- _Provided information_
:::
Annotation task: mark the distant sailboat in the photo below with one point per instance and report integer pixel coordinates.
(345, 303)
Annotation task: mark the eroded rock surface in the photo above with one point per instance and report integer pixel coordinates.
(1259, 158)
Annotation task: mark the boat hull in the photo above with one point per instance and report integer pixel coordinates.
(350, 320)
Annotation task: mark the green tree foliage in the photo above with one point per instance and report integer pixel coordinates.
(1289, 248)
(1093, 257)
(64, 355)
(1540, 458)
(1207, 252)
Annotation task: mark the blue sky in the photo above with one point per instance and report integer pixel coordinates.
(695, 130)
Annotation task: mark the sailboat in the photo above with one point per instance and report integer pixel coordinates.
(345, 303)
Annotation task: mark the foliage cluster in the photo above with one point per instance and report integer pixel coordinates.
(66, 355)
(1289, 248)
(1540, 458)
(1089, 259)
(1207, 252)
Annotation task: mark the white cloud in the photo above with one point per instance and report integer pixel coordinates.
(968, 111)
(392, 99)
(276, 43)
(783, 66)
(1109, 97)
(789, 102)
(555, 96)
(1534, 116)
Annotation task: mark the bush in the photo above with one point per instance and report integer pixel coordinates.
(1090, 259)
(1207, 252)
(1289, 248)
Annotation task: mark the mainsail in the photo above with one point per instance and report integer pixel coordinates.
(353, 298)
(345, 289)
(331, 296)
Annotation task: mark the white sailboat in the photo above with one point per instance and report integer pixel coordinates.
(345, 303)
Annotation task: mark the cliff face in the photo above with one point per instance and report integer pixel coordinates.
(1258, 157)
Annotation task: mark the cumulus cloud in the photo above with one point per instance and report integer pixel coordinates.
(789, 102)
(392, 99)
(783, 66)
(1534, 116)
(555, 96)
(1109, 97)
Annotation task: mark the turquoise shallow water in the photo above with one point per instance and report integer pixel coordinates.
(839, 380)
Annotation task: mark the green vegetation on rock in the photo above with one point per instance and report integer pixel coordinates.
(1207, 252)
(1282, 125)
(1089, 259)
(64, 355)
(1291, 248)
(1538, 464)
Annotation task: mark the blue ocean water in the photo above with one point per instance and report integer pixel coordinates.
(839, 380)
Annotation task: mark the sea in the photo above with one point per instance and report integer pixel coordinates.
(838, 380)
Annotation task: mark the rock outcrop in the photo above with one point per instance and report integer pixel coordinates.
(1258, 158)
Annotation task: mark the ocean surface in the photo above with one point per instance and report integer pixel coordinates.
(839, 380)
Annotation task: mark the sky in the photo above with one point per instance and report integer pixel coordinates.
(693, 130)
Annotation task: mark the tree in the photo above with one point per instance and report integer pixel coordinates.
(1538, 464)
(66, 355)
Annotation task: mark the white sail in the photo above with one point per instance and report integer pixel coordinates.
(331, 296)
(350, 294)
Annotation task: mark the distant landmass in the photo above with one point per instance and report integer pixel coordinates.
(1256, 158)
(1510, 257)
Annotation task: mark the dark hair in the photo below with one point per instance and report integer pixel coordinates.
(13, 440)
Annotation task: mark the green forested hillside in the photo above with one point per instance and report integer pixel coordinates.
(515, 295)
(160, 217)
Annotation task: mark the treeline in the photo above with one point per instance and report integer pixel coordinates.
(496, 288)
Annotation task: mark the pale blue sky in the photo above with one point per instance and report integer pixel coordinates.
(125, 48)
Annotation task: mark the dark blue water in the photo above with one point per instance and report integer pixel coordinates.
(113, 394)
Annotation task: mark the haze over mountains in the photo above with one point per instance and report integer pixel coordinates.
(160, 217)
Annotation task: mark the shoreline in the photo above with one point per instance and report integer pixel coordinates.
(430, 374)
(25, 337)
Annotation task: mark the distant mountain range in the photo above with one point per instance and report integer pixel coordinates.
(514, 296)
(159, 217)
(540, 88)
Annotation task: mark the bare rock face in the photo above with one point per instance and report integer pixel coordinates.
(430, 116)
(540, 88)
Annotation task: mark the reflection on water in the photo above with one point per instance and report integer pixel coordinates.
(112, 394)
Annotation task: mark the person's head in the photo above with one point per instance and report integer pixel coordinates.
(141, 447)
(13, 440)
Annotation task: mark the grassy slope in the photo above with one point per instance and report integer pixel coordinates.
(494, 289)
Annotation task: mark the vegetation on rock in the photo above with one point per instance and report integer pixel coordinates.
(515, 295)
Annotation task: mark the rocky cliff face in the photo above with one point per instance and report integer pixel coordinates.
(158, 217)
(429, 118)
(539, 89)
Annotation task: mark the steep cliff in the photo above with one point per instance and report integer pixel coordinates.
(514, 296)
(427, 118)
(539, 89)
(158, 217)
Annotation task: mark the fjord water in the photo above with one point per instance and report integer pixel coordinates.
:::
- _Work item_
The required answer is every line of the data, duplicated exactly.

- _Answer box_
Annotation task: mark the distant sailboat in the photo below with one point per instance and report integer pixel coordinates.
(345, 303)
Annotation task: mark the eroded rock surface in the photo above with one point per instance and report integer pixel coordinates.
(1259, 158)
Annotation task: mark the boat hull in the photo above with one point per instance and report integer pixel coordinates.
(350, 320)
Annotation task: mark the green tree foliage in the photo above with one point per instance and report integer pixel coordinates.
(1289, 248)
(1093, 257)
(64, 355)
(1540, 458)
(1207, 252)
Annotation task: mark the blue sky in the photo above with one point per instance and report integer pixel coordinates.
(695, 130)
Annotation task: mark the sailboat in the photo above with one point per instance and report integer pixel coordinates.
(345, 303)
Annotation task: mark the foliage cluster in the photo above with one point per instance and report integer pixel coordinates.
(66, 355)
(1289, 248)
(1540, 458)
(1089, 259)
(1207, 252)
Annotation task: mark the white cloud in the photo above with one point per instance and report integer pixel coordinates.
(968, 111)
(392, 99)
(276, 43)
(783, 66)
(1109, 97)
(789, 102)
(555, 96)
(1534, 116)
Annotation task: mark the bush in the photo above with one point per instance and report integer pixel coordinates.
(1090, 259)
(1207, 252)
(1289, 248)
Annotation task: mark the mainsail in the photo above with one point per instance and report integer pixel coordinates.
(353, 298)
(345, 289)
(331, 296)
Annotation task: mark the white sailboat in the photo above with one point per instance and report integer pixel coordinates.
(345, 303)
Annotation task: mark the cliff face in the photo above with one point per instance and report integer pixel coordinates.
(1258, 157)
Annotation task: mark the cumulus cloud in the photo above with one point per instance and report integer pixel coordinates.
(789, 102)
(392, 99)
(783, 66)
(1534, 116)
(555, 96)
(1109, 97)
Annotation task: mark the turquoise shallow water in the photo above with one point per instance and report integer pixel coordinates.
(839, 380)
Annotation task: mark the green vegetation on rock in the photo above with one point per instance and report integer pixel coordinates.
(1207, 252)
(1282, 125)
(1089, 259)
(64, 355)
(1291, 248)
(1538, 464)
Annotation task: mark the blue ocean water in the photo above with one point per instance and report integer pixel coordinates.
(839, 380)
Annotation task: mark the sea in the photo above with one point per instance and report integer pixel coordinates.
(838, 380)
Annotation task: mark the rock outcrop in the photo above with one point per instance and report integer pixel coordinates.
(1258, 158)
Annotation task: mark the ocean surface in the photo above with one point per instance and report integer pixel coordinates.
(839, 380)
Annotation task: mark the sky in the photo above with one point per instance and report integer pixel coordinates.
(693, 130)
Annotation task: mark the tree in the photo above with one point per instance and report integer pixel coordinates.
(1538, 464)
(66, 355)
Annotation task: mark the white sail in the photo above with one point per instance and report integer pixel coordinates.
(331, 296)
(350, 294)
Annotation task: mark the distant landmass in the photo above with one point per instance and report integer pixel coordinates.
(1256, 158)
(1510, 257)
Annotation task: mark the dark hair in the photo below with one point per instance and report integer pixel coordinates.
(13, 440)
Annotation task: mark the green forested hillside in the photo above with one point per instance and report integer pixel coordinates.
(515, 295)
(160, 217)
Annotation task: mark the treeline in the photo above with one point per instance and report integer pixel coordinates.
(496, 288)
Annotation task: mark the pale blue sky in the photo above with one point per instance and report integer pixel coordinates.
(125, 48)
Annotation task: mark the dark blue water in the photo above with one point per instance and report integer pixel coordinates.
(113, 394)
Annotation task: mark the haze over mountains in the photo above with one point per instance and report integer pixel coordinates.
(160, 217)
Annotation task: mark the shoreline in the photo above with one point per instance and report integer pixel coordinates.
(430, 374)
(25, 337)
Annotation task: mark the distant mountain range in the photo above with one point per instance and report integer pixel coordinates.
(514, 296)
(159, 217)
(540, 88)
Annotation task: mark the bare rock face in the photo above with one point per instance and report integer pixel coordinates.
(430, 116)
(540, 88)
Annotation task: mark the reflection on water in the photo above with one point per instance and report integer pixel coordinates.
(112, 394)
Annotation task: mark the person's head in the photo above with one point per instance and report integer pixel coordinates.
(141, 447)
(13, 440)
Annotation task: mark the grassy slope in the photo above with one point per instance and report integer pixel coordinates.
(494, 289)
Annotation task: mark the vegetation on rock in the photo above with one point per instance and report integer pixel coordinates.
(515, 295)
Annotation task: mark the rocky cliff face in the photo above with one point per instance and report integer pixel coordinates.
(158, 217)
(429, 118)
(539, 89)
Annotation task: mark the steep cliff in the photo above with one point per instance and report integer pixel coordinates.
(514, 296)
(427, 118)
(539, 89)
(158, 217)
Annotation task: mark the fjord water in the photo above with one point per instance and report integer pixel coordinates.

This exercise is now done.